* BEGIN Records provided *
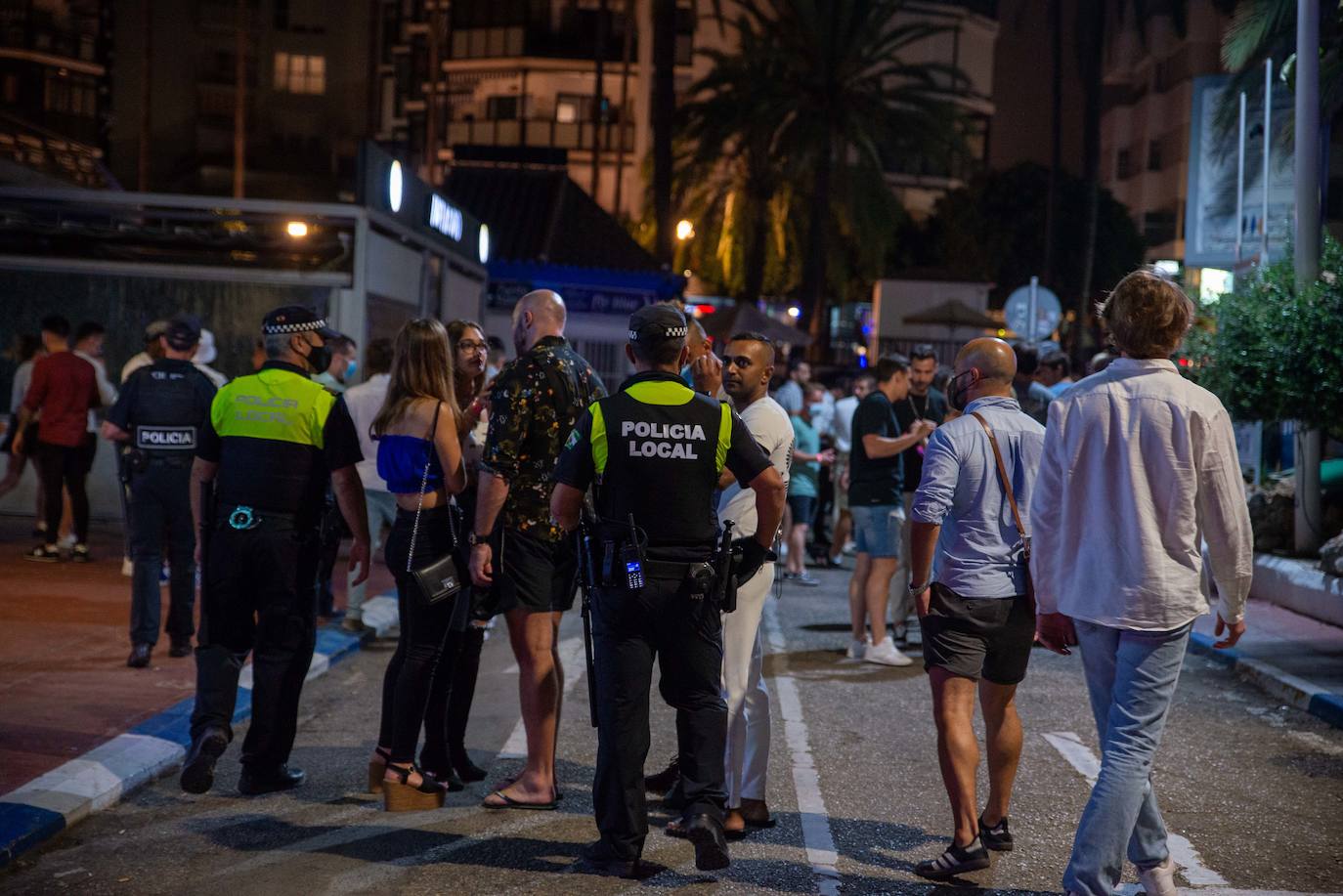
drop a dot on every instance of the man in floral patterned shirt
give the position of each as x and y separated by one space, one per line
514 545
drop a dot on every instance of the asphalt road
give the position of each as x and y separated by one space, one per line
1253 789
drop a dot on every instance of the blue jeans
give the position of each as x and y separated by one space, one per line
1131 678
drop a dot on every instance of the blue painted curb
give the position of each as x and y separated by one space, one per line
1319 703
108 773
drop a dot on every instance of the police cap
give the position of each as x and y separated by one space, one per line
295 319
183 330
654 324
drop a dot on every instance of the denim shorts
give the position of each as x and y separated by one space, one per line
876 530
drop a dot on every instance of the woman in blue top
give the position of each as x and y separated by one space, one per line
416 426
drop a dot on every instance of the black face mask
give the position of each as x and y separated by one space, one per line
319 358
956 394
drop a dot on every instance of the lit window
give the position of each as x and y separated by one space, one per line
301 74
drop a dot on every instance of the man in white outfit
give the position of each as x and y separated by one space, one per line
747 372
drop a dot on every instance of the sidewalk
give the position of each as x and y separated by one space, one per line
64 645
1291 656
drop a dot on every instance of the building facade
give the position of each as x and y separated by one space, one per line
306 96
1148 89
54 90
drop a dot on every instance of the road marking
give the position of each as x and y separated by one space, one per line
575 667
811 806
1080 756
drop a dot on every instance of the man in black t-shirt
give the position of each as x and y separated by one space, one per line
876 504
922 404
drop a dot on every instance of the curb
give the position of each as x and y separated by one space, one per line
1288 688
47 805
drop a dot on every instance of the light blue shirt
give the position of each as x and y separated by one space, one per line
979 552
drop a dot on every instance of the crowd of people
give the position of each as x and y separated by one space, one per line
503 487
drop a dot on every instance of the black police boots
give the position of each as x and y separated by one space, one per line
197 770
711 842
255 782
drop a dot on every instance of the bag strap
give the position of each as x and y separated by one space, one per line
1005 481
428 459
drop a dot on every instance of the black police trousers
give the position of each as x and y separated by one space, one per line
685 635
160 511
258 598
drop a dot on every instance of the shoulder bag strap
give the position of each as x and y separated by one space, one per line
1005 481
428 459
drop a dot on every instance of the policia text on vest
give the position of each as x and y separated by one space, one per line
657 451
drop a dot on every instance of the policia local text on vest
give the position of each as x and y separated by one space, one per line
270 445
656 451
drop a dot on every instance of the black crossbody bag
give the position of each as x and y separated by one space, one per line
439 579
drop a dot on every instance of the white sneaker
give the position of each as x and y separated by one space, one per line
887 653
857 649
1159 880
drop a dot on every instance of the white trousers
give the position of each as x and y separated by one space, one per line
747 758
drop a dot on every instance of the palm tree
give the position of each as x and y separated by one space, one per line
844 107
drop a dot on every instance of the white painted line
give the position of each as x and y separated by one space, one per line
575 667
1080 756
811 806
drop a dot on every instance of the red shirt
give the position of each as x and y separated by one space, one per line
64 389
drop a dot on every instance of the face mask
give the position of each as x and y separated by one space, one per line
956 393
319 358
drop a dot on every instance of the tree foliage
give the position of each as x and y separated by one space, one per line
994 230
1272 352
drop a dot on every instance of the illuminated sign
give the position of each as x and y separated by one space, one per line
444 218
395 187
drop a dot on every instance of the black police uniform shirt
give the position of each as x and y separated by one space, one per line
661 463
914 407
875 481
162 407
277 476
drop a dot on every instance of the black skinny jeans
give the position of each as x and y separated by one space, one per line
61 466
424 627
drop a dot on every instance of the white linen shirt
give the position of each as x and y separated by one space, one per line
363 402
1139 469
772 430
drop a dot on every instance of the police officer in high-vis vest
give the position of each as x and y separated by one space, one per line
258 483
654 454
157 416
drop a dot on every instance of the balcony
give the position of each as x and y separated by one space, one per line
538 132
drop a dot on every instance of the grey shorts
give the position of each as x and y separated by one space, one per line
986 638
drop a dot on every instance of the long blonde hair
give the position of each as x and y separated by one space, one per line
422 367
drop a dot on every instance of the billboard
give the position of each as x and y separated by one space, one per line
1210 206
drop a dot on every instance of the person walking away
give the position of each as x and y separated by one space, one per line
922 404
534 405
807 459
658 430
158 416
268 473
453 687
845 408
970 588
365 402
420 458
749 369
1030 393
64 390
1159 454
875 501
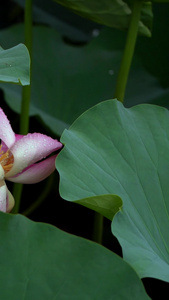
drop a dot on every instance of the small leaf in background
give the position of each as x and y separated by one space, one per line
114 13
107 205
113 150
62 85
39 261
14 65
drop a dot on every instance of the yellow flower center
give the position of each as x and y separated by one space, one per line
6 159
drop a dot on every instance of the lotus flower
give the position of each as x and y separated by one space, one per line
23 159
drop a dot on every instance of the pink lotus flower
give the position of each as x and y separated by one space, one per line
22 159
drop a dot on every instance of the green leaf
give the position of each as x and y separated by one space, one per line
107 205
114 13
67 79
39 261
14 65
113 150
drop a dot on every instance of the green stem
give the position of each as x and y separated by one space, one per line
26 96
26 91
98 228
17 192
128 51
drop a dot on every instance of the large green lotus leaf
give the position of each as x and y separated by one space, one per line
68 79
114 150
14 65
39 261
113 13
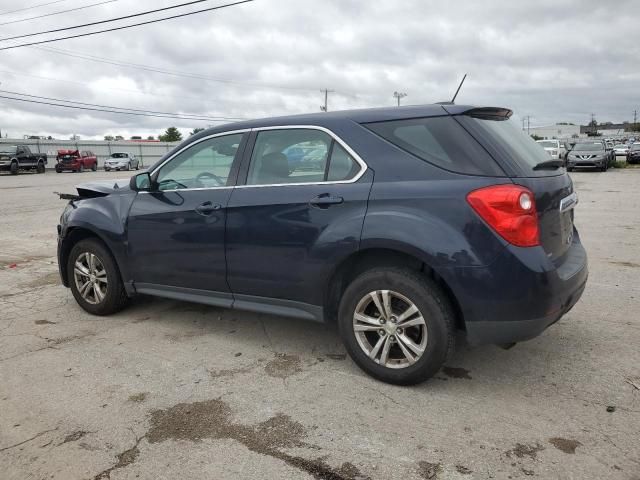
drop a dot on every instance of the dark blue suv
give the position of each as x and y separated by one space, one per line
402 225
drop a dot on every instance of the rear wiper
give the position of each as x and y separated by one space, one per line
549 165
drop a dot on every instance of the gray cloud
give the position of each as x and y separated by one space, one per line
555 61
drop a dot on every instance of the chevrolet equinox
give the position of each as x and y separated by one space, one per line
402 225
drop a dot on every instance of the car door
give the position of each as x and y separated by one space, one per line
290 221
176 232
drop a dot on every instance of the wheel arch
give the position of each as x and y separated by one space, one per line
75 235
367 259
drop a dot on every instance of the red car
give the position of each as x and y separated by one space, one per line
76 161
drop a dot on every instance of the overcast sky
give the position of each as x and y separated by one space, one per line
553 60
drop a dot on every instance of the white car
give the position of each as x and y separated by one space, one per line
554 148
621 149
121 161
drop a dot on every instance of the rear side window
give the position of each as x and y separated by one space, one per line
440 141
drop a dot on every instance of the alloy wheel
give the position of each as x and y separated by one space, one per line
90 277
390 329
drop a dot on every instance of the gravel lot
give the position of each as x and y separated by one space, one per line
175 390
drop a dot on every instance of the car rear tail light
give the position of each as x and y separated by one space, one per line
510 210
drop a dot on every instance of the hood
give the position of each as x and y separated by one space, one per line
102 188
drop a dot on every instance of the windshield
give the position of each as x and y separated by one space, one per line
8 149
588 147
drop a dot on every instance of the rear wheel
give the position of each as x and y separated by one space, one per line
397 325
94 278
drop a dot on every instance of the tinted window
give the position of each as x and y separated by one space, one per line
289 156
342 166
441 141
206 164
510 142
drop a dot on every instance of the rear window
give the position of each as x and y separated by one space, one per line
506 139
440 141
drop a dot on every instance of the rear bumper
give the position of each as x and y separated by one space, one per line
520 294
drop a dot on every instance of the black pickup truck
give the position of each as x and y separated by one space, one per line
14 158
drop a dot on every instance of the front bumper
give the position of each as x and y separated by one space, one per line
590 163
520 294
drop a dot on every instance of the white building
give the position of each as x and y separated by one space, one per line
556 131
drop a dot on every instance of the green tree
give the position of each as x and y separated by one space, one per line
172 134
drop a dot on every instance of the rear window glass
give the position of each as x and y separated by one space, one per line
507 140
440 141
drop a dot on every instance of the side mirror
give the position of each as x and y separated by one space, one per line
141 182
* END Records provided *
* BEGIN Records provided *
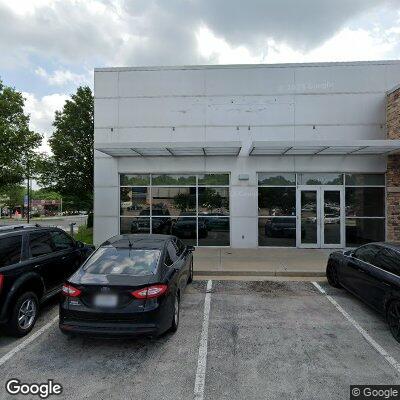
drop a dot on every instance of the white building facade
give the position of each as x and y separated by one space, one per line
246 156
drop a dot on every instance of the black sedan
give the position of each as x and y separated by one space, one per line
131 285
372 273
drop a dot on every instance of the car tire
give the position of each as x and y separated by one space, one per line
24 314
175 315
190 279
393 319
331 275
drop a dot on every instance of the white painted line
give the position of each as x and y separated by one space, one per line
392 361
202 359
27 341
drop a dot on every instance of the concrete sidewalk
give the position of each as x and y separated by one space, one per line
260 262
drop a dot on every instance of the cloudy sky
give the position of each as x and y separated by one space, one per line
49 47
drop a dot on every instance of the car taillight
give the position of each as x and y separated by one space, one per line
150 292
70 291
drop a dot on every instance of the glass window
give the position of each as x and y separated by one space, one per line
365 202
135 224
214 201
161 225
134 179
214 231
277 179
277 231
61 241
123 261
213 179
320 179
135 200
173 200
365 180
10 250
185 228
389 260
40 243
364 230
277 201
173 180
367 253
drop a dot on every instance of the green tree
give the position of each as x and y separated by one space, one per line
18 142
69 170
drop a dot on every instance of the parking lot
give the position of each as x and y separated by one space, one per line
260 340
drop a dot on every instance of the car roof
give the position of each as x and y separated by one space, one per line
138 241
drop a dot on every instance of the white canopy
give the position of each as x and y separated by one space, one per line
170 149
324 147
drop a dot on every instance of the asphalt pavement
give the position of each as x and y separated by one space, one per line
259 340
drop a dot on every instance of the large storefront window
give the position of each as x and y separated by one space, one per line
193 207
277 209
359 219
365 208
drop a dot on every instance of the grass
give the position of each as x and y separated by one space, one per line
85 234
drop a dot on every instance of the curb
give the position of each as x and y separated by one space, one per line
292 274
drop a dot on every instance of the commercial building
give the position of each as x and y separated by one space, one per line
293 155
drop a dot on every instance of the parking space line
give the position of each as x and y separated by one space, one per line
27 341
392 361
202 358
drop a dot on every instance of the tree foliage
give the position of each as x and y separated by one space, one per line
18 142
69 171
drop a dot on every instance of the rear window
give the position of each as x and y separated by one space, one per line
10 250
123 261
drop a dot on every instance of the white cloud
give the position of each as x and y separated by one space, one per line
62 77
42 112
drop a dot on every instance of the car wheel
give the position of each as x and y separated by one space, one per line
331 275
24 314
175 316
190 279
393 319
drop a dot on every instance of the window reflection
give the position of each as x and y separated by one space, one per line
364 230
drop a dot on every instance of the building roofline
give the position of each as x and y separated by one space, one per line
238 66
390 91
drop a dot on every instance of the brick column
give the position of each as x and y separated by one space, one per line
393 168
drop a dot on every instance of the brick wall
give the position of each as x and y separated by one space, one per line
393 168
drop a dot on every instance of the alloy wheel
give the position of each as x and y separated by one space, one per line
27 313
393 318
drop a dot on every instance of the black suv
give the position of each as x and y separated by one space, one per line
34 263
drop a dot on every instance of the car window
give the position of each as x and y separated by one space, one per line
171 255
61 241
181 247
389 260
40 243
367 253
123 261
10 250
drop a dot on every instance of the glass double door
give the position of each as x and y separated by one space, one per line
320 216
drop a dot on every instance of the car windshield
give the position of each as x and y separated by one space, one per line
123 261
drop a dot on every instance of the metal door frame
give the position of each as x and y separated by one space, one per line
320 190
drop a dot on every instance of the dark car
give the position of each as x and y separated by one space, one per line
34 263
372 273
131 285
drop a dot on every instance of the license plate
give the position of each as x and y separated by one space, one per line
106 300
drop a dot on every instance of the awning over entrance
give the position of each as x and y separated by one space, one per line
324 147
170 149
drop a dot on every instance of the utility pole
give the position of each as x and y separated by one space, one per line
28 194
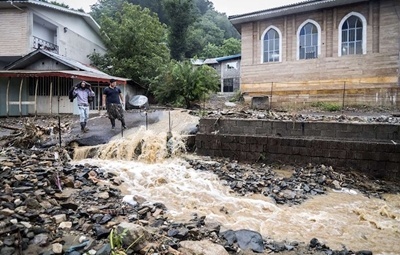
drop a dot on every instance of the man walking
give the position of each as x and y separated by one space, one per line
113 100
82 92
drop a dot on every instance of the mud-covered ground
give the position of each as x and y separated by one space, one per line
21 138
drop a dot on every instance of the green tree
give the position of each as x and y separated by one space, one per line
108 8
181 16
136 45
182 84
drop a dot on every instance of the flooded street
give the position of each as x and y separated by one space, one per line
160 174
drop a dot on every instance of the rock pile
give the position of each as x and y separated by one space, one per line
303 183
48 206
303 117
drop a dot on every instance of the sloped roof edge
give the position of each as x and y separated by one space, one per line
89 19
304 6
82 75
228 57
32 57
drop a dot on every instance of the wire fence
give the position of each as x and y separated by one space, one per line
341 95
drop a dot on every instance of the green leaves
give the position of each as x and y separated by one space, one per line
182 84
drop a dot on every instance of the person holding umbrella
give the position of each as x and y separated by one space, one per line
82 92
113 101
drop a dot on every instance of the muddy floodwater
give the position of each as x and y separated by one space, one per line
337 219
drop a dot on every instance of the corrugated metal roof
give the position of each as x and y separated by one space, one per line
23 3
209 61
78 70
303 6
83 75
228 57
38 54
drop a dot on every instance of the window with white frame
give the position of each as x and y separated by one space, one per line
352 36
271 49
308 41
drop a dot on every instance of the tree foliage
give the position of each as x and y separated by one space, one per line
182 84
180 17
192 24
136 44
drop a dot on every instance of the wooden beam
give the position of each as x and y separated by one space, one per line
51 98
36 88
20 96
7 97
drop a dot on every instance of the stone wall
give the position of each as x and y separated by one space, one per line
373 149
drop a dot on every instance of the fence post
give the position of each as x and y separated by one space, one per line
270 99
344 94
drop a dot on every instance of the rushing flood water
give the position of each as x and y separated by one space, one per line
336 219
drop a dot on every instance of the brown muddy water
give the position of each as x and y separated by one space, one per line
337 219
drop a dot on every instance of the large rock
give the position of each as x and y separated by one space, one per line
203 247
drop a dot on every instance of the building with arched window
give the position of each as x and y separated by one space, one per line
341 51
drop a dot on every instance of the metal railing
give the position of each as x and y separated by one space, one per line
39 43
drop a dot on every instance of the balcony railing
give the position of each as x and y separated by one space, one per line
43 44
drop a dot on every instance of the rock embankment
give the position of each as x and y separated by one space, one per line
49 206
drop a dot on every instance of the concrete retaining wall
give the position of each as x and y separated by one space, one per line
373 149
* END Records provided *
- _Exercise objective_
Please return each line in the listing above that contains the word "large", copied unchanged.

- _Exercise solution_
drop a dot on every instance of the large green lotus leaf
drop a dot on every instance of the large storefront window
drop a dot on every instance of the large rock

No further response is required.